**Instructions to follow:** Set down the listing exactly as given, minus images.

**Data to process:**
*-*-*

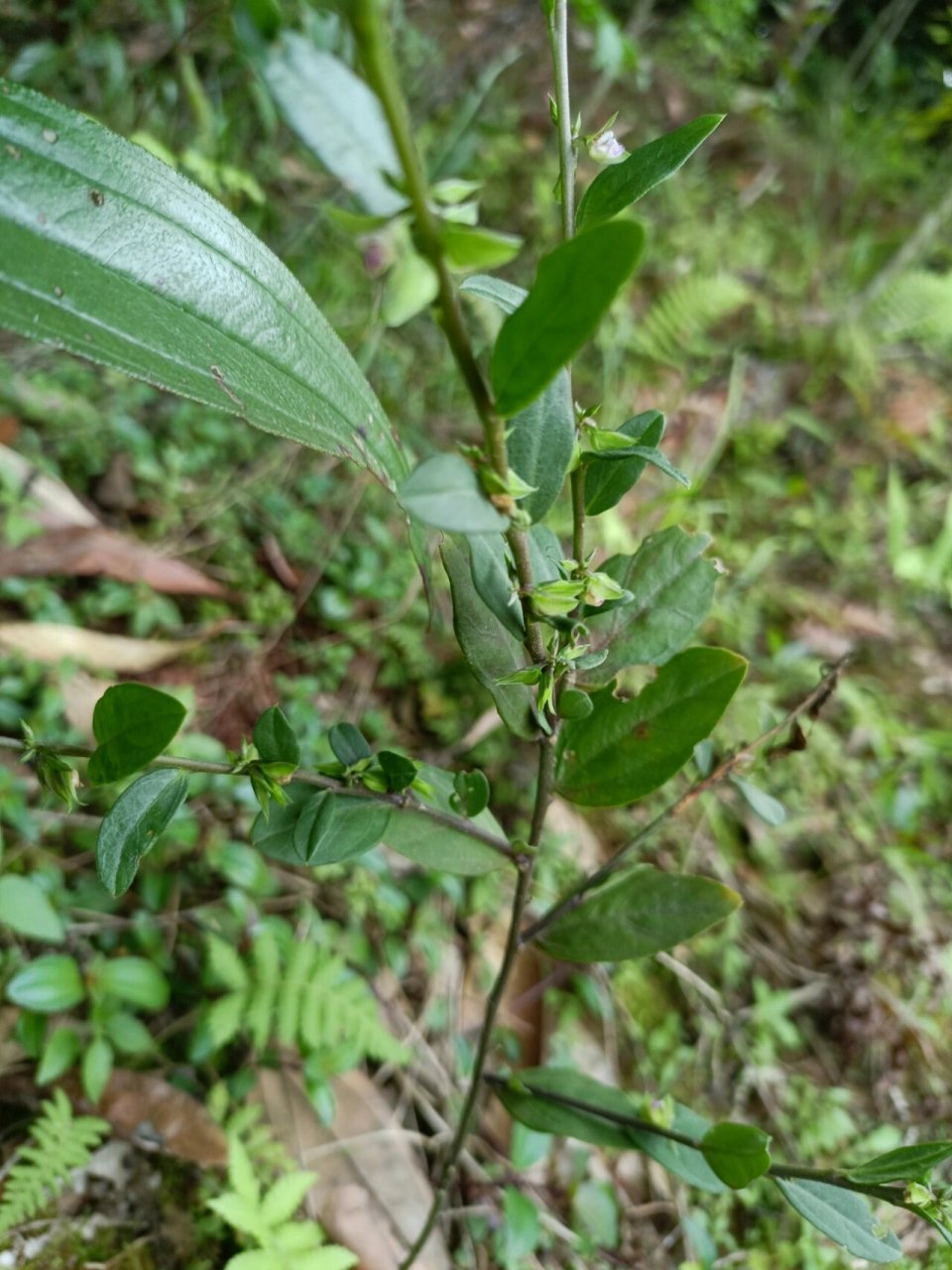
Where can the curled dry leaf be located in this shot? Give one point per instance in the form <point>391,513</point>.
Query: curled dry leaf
<point>54,642</point>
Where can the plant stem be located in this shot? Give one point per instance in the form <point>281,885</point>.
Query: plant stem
<point>810,706</point>
<point>376,54</point>
<point>828,1176</point>
<point>524,889</point>
<point>399,802</point>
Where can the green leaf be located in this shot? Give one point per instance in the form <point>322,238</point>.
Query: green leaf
<point>471,246</point>
<point>275,739</point>
<point>443,492</point>
<point>348,744</point>
<point>625,183</point>
<point>673,588</point>
<point>608,480</point>
<point>60,1053</point>
<point>489,567</point>
<point>436,846</point>
<point>132,724</point>
<point>24,908</point>
<point>490,649</point>
<point>643,912</point>
<point>843,1215</point>
<point>574,287</point>
<point>344,826</point>
<point>134,824</point>
<point>399,771</point>
<point>136,980</point>
<point>96,1069</point>
<point>625,749</point>
<point>132,266</point>
<point>540,439</point>
<point>48,984</point>
<point>335,114</point>
<point>540,444</point>
<point>737,1152</point>
<point>902,1165</point>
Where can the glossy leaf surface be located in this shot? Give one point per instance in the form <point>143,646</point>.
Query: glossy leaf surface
<point>490,649</point>
<point>436,846</point>
<point>640,913</point>
<point>443,492</point>
<point>737,1152</point>
<point>132,725</point>
<point>134,824</point>
<point>625,749</point>
<point>673,585</point>
<point>843,1215</point>
<point>625,183</point>
<point>574,286</point>
<point>111,254</point>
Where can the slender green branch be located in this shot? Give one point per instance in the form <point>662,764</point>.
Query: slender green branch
<point>810,706</point>
<point>524,889</point>
<point>828,1176</point>
<point>399,802</point>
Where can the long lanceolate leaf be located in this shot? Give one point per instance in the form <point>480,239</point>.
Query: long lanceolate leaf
<point>111,254</point>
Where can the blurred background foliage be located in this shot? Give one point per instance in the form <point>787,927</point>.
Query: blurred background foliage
<point>793,318</point>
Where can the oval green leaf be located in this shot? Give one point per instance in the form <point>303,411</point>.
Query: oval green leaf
<point>625,749</point>
<point>625,183</point>
<point>48,984</point>
<point>132,724</point>
<point>843,1215</point>
<point>132,826</point>
<point>114,257</point>
<point>574,286</point>
<point>643,912</point>
<point>673,585</point>
<point>737,1152</point>
<point>24,908</point>
<point>443,492</point>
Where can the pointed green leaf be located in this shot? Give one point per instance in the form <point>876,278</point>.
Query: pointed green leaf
<point>132,826</point>
<point>643,912</point>
<point>438,846</point>
<point>737,1152</point>
<point>275,738</point>
<point>574,287</point>
<point>132,724</point>
<point>24,908</point>
<point>625,749</point>
<point>48,984</point>
<point>625,183</point>
<point>607,481</point>
<point>673,585</point>
<point>116,257</point>
<point>490,649</point>
<point>443,492</point>
<point>902,1165</point>
<point>843,1215</point>
<point>335,114</point>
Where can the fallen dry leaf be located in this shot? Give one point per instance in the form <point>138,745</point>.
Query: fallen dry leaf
<point>149,1110</point>
<point>371,1187</point>
<point>51,643</point>
<point>90,550</point>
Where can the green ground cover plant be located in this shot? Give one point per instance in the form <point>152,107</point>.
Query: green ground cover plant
<point>592,667</point>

*-*-*

**Your response:**
Where can the curled dry leaf be located in this shot? Give one point per instance in the form <point>391,513</point>.
Query: curled dry leaf
<point>54,642</point>
Where can the plant stem be located in this shot? Give one point per instance in the form <point>281,885</point>.
Query: plant stem
<point>810,706</point>
<point>376,54</point>
<point>828,1176</point>
<point>524,889</point>
<point>399,802</point>
Where can the green leaf be located in this shot? Give one point per instance in the form <point>322,238</point>.
Query: green leaf
<point>471,246</point>
<point>275,739</point>
<point>443,492</point>
<point>348,744</point>
<point>625,183</point>
<point>673,588</point>
<point>608,480</point>
<point>60,1053</point>
<point>489,567</point>
<point>436,846</point>
<point>132,724</point>
<point>24,908</point>
<point>490,649</point>
<point>643,912</point>
<point>843,1215</point>
<point>574,287</point>
<point>344,826</point>
<point>134,824</point>
<point>399,771</point>
<point>136,980</point>
<point>96,1069</point>
<point>625,749</point>
<point>132,266</point>
<point>540,439</point>
<point>48,984</point>
<point>335,114</point>
<point>540,444</point>
<point>737,1152</point>
<point>902,1165</point>
Where can the glossy leaf surface be located in this shot? Give one point per instance in the form <point>143,646</point>.
Query: glossy leaf surface
<point>490,649</point>
<point>436,846</point>
<point>640,913</point>
<point>443,492</point>
<point>737,1152</point>
<point>132,725</point>
<point>134,824</point>
<point>625,749</point>
<point>673,585</point>
<point>843,1215</point>
<point>625,183</point>
<point>574,286</point>
<point>111,254</point>
Where can the slender green branch be located in this shot? Give one point per instance in the form <point>662,764</point>.
Query: slender green branch
<point>810,706</point>
<point>524,889</point>
<point>828,1176</point>
<point>399,802</point>
Where can the long lanceolate leaf be located in this shot? Give one point per instance in the form <point>480,239</point>.
Query: long lanceolate leaf
<point>111,254</point>
Where can the blurred background foliage be located in this shot? Give one point per instance in the form <point>787,927</point>.
Query: blurred background foliage
<point>793,318</point>
Where can the oval green leaf be located in this shot? Give one point per instance in the form <point>303,411</point>.
Query: oval green leaf
<point>625,749</point>
<point>625,183</point>
<point>48,984</point>
<point>132,724</point>
<point>843,1215</point>
<point>132,826</point>
<point>114,257</point>
<point>574,286</point>
<point>643,912</point>
<point>673,585</point>
<point>737,1152</point>
<point>24,908</point>
<point>443,492</point>
Where can the pointed green leaf be located in this shot? Give one point per instance in the form <point>876,278</point>.
Query: pointed green leaf
<point>132,826</point>
<point>643,912</point>
<point>438,846</point>
<point>737,1152</point>
<point>275,738</point>
<point>574,287</point>
<point>132,724</point>
<point>24,908</point>
<point>625,749</point>
<point>48,984</point>
<point>625,183</point>
<point>607,481</point>
<point>673,585</point>
<point>116,257</point>
<point>490,649</point>
<point>443,492</point>
<point>902,1165</point>
<point>843,1215</point>
<point>335,114</point>
Where can the fallen dry leaf be located in this shot? Give one point per instance in the form <point>138,745</point>.
Query: fallen dry leaf
<point>149,1110</point>
<point>371,1187</point>
<point>51,643</point>
<point>90,550</point>
Where can the green ground cover plant be located in this shot? Give one point per instance in the form <point>152,107</point>.
Query: green ground cover plant
<point>592,667</point>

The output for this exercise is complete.